• Document extract:
Supremacy (0:00-3:59) (?)

R-Type (4:00-5:50)

Skate or Die (5:51-6:15)

<missing>

Zelda (6:48-6:49)

<missing>

Last Ninja 2 (7:10-7:59)

Metroid Prime (8:00-8:15)

International Karate (8:16-10:22)

Turrican Loader (10:21-12:09)

Metroid Prime (12:10-12:50)17

 

The fans here demonstrate a form of textual analysis, identifying which notes in ‘Trinity’ came from where in computer gaming history. In order to participate in such a practise, a firm knowledge of music from the ‘retro’ era of computer gaming history is necessary. In order to appreciate ‘Trinity’ as a medley and not just an instrumental, the end-user must be acquainted, either through having played or having heard, the games whose music features in ‘Trinity’. Games like Last Ninja 2, R-Type and Turrican Loader are all from the late eighties and early nineties. In order to understand the significance of ‘Trinity’, it is necessary for an end-user to know these games. The ‘Sidologies’ explicitly reference the retro-gaming sector of wider popular culture.

 

The band, being fans of gaming themselves, had released a riddle with the release of ‘Trinity’ that their fan base took to solving. The same vernacular knowledge of computer gaming was required of the MaSu fans as the band themselves in order for this puzzle to be accepted and completed. In this instance, MaSu too are fans of the same discursive entities that their fan base also warms too. On the MaSu forum, the homogenous interest in gaming from both the band and their fan base means that between the two groups, a new object and, correspondingly, a new level of fandom is created in which the producer and consumer are no longer segregated. Just as fans can be fan/producers (to adopt a Hillsian dualism) via the production of fan texts, we must acknowledge the existence of the producer/fan too.

 

The band has admitted on several occasions to being fans of anime and other types of animation. In the thread ‘Film And TV Shows’, discussions of anime often show up among the fan base, as well as other TV programmes and films. Because some of MaSu’s fans are fans of anime too, we see compatible levels of fandom emerging between the interests of both the fans and the band. When textual producers and their fans share a fan appreciation for a work non-analogous to the producer’s creative involvement, they can create a combined or joint fandom. This concept builds on what Nancy Baym calls ‘joint projects’. As she notes:

 

In online communities, as in many offline communities, joint projects manifest through the topic around which most discussions revolves. Despite its centrality, topic is a woefully understudied influence on an online community (Baym, 2000: 137).

• Rows:
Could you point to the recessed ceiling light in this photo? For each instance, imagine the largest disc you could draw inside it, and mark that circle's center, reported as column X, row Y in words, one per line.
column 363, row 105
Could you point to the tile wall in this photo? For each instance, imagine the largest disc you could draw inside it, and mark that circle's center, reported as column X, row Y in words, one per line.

* * *

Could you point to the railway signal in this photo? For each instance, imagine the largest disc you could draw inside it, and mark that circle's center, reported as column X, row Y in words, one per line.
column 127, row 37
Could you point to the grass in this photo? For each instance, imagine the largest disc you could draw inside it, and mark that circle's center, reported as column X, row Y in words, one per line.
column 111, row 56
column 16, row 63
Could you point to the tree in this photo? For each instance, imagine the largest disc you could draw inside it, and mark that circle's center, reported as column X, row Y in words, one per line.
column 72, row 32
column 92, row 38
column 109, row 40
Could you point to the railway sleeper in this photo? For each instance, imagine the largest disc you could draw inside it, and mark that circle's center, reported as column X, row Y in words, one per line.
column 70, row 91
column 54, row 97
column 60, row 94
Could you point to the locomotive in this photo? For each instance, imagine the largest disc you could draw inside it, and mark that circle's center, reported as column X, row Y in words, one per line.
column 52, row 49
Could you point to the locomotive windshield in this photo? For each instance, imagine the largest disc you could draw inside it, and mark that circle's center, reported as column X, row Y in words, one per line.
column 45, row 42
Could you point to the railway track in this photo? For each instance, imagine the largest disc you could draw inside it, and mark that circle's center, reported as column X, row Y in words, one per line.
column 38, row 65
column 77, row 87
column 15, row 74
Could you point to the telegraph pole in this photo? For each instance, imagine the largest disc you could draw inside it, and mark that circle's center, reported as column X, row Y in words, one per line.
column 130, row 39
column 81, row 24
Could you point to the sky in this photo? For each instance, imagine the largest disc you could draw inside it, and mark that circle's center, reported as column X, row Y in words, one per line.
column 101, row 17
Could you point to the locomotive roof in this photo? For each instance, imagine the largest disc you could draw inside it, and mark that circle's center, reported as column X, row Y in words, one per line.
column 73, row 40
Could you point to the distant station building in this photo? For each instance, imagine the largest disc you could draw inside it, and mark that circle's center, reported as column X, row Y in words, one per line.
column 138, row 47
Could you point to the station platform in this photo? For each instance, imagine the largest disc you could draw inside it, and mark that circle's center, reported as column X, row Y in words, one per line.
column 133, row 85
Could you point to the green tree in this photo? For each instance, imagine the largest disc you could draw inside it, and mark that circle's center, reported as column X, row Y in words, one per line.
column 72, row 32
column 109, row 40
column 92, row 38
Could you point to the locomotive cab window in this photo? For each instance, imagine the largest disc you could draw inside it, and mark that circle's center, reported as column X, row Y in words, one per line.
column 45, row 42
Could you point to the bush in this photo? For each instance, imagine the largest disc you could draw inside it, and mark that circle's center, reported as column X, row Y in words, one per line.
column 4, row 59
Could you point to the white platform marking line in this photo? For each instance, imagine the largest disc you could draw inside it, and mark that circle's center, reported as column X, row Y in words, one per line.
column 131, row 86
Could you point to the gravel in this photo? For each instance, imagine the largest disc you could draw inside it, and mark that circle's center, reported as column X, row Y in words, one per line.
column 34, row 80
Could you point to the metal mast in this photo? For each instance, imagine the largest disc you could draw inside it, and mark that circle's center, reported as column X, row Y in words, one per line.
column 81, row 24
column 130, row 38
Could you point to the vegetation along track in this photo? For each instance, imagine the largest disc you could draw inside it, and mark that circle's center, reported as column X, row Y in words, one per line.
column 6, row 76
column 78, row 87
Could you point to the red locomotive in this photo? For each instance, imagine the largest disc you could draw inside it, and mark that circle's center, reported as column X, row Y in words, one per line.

* * *

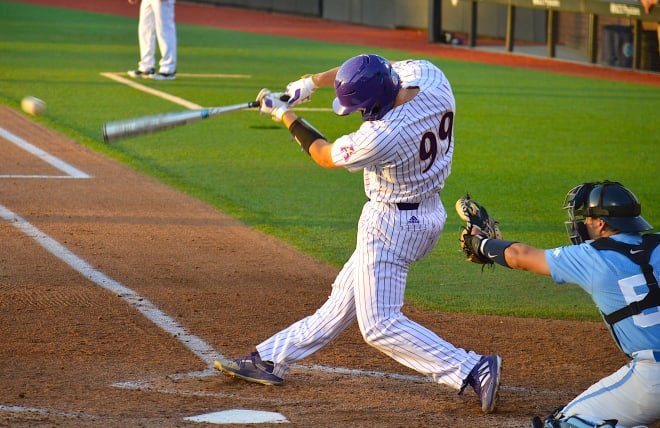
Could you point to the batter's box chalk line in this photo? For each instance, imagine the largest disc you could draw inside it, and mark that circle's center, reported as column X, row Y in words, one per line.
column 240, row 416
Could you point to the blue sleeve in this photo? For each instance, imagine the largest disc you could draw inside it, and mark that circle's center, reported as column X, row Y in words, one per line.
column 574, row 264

• What you need to do:
1: Do the following statements agree with the passage on MaSu and its fans? Answer yes or no for each, and quote the deciding words from the passage. (a) Last Ninja 2, R-Type and Turrican Loader date from the late eighties and early nineties. (b) The band released a riddle along with ‘Trinity’ that its fan base set out to solve. (c) The band has denied being fans of anime.
2: Carry the passage on MaSu and its fans forward from its last sentence.

• Answers in order:
1:
(a) Yes: "Games like Last Ninja 2, R-Type and Turrican Loader are all from the late eighties and early nineties."
(b) Yes: "had released a riddle with the release of ‘Trinity’ that their fan base took to solving"
(c) No: "The band has admitted on several occasions to being fans of anime and other types of animation."

2:
 

Threads like ‘Film And TV Shows’ allow for multiple fandoms to be occurring simultaneously, in which the producer is not necessarily exempt from the social discourse of fandom. Within this thread, it is entirely possible for MaSu to be participating in fan discourse on their own forum. The creation of ‘Trinity’ makes explicit MaSu’s fan status in relation to gaming.

 

Whilst band/fan hierarchies on the forum do not suddenly ‘break’ because the object of discussion can switch away from the band to gaming or anime, they can undergo a temporary process of reformulation. Depending on what the object of fandom is, alters the social discourses surrounding it in terms of band/fan relations. Fan studies have well examined how fandom can be hierarchised vertically. In doing so though, this ignores the horizontal reality that multiple fandoms can occur at the same time, exemplified by the ‘Sidology’ medleys. Thinking along this trajectory opens up a simple but overlooked question within Fan Studies, not possible in the vertical model: ‘Would any band produce music if they were not first fans of music themselves?’ The idea that you are no longer a fan if you shift into a ‘producer’ discourse is poorly conceived and not one that is evidenced on the MaSu forum. The advent of financial profit does not make you less a fan.

 

With the distinction between band and fan as totally segregate discourses now problematised, and having now established that multiple fandoms can occur within an online social space around multiple discursive objects, the question now raised is ‘what is there on the forum that can be said to be culturally specific?’ This I shall detail in the next section.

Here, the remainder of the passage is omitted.